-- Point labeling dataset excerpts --
■ ■ ■ ■ ■ ■ ■

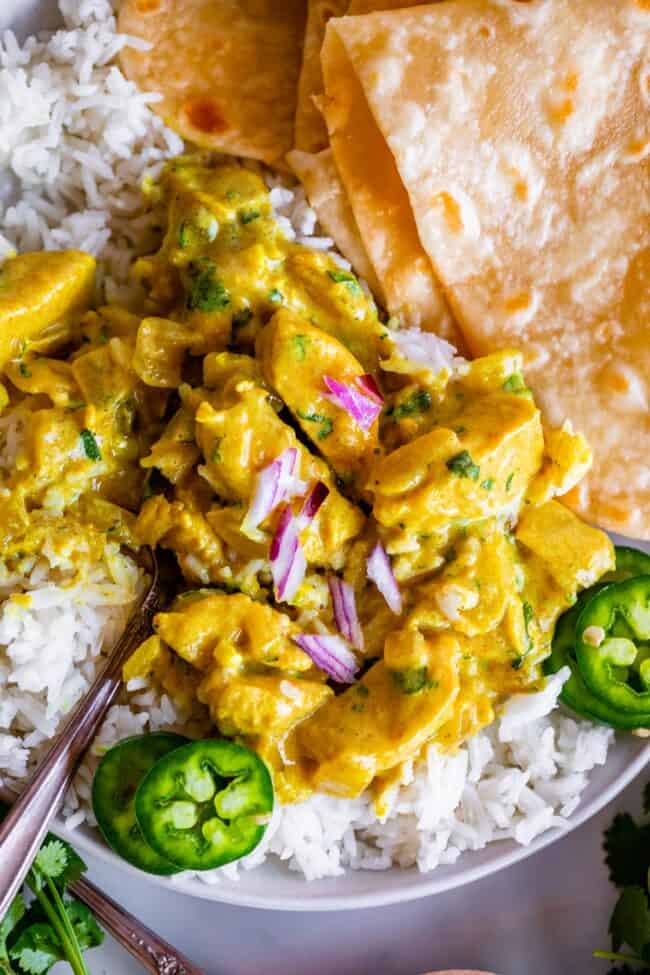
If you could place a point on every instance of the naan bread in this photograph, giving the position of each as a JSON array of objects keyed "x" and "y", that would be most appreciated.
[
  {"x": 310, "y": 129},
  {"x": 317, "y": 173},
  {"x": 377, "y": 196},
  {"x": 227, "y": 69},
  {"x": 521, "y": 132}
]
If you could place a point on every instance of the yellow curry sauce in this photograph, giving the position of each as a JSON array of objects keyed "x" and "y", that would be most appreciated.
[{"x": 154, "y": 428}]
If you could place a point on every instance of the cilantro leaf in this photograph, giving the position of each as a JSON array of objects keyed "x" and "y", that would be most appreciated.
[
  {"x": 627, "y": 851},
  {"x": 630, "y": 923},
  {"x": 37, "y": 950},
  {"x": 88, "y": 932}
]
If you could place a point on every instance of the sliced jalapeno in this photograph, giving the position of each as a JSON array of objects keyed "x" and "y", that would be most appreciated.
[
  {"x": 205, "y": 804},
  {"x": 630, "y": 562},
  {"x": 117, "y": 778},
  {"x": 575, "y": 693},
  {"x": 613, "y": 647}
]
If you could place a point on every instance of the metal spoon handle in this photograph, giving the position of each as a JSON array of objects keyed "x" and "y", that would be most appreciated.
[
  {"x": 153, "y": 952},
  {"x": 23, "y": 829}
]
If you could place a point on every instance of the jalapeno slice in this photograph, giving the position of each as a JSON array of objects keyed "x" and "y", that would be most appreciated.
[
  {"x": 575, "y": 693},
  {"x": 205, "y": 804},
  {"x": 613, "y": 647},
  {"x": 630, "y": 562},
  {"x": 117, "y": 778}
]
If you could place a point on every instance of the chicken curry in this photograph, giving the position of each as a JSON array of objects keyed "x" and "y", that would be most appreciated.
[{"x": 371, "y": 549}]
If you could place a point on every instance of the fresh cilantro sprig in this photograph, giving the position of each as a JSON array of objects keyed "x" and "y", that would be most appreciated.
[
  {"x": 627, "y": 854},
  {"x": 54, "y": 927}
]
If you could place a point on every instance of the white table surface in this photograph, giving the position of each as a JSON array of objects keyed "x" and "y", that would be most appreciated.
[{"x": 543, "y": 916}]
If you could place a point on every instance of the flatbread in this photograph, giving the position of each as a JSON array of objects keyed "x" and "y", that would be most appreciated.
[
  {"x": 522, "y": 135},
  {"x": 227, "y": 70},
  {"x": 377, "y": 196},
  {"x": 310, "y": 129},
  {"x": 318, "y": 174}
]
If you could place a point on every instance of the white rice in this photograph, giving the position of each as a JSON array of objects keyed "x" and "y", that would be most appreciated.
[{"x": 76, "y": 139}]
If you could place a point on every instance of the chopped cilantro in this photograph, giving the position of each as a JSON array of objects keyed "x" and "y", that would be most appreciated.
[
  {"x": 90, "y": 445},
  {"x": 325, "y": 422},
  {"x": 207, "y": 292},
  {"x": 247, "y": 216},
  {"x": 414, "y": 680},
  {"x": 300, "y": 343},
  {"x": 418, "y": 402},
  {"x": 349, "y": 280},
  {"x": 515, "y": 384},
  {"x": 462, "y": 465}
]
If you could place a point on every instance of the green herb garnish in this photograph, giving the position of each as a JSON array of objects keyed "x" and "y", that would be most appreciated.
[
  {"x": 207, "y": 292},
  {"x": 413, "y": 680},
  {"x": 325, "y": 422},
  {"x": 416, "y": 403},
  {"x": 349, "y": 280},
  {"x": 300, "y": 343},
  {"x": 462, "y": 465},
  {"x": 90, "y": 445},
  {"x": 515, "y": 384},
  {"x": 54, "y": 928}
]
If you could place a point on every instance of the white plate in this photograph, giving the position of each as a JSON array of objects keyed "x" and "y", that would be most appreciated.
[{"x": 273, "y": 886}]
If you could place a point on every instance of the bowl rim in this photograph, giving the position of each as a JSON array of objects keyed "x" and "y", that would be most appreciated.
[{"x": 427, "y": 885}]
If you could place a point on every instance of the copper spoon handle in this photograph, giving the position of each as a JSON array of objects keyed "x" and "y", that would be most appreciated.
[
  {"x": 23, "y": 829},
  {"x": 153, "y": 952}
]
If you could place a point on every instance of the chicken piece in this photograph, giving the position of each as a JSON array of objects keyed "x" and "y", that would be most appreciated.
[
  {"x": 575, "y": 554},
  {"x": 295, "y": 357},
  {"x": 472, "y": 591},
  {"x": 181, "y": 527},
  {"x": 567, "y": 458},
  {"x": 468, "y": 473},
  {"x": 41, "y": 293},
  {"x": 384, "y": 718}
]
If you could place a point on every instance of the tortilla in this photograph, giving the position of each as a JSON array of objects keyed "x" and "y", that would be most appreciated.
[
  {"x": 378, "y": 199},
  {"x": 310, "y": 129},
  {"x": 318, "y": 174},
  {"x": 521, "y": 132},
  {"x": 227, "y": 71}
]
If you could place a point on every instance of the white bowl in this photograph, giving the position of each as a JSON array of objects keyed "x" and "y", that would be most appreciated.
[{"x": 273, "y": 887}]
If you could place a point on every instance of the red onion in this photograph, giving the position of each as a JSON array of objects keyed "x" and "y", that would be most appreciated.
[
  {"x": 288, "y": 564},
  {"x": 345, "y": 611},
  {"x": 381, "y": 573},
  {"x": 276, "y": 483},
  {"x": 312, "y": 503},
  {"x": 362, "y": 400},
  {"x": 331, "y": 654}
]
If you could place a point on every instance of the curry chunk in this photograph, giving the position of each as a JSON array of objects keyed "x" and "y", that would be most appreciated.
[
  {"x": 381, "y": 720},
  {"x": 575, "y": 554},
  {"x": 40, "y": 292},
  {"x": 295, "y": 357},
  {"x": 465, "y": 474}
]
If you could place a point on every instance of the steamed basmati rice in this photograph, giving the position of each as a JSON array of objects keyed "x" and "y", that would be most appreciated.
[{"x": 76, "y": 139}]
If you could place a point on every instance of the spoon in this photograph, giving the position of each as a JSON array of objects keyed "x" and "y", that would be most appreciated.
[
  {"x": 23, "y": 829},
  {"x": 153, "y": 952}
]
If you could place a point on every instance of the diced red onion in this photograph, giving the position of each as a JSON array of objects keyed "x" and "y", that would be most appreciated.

■ ■ ■ ■ ■ ■ ■

Return the lines above, from the one containing "the chicken piece" to the end, exactly as they stand.

-- COMPLETE OUTPUT --
If you could place a point on every instance of the chicken piece in this photograph, giving the position of each as a JSON array of objects keyed "x" and "y", that would be most appreciated.
[
  {"x": 575, "y": 554},
  {"x": 295, "y": 357},
  {"x": 472, "y": 591},
  {"x": 181, "y": 527},
  {"x": 567, "y": 458},
  {"x": 468, "y": 473},
  {"x": 41, "y": 293},
  {"x": 384, "y": 718}
]
If you could place a point on every instance of the tortilla in this photograph, giving the position of each as a JSON array of objects keyed "x" and "y", that would be most appreciated.
[
  {"x": 378, "y": 199},
  {"x": 310, "y": 129},
  {"x": 318, "y": 174},
  {"x": 521, "y": 132},
  {"x": 227, "y": 71}
]
If you could place a point on every instance of the white bowl in this photograph, giving the position of each as a JSON array of objects keyed "x" and "y", that would be most appreciated.
[{"x": 273, "y": 887}]
If you could place a point on every instance of the red onion in this photograph, giving the position of each as a JSON array of objects keyed "x" and "y", that would be most appreciated.
[
  {"x": 288, "y": 564},
  {"x": 345, "y": 611},
  {"x": 381, "y": 573},
  {"x": 276, "y": 483},
  {"x": 312, "y": 503},
  {"x": 362, "y": 400},
  {"x": 331, "y": 654}
]
If you could place a point on every instance of the curry chunk in this photograph, giving the position of each as a JSON array of objects keyed "x" and "y", that would be most appreciated.
[
  {"x": 381, "y": 720},
  {"x": 575, "y": 554},
  {"x": 40, "y": 292},
  {"x": 295, "y": 357},
  {"x": 465, "y": 474}
]
If you could place a point on every instance of the steamed basmati rice in this photograph, giving the position of each as a JSON array of objects keyed "x" and "y", that would be most appreciated.
[{"x": 76, "y": 139}]
If you could place a point on every instance of the spoon in this photograph, giving the position of each as a JSON array of objects keyed "x" and "y", that would be most appreciated.
[
  {"x": 23, "y": 829},
  {"x": 153, "y": 952}
]
If you could place a point on every instance of the diced red onion in this photograph, giving the position of each as a JSON array of objects keyed "x" and "y", that would be most appreciated.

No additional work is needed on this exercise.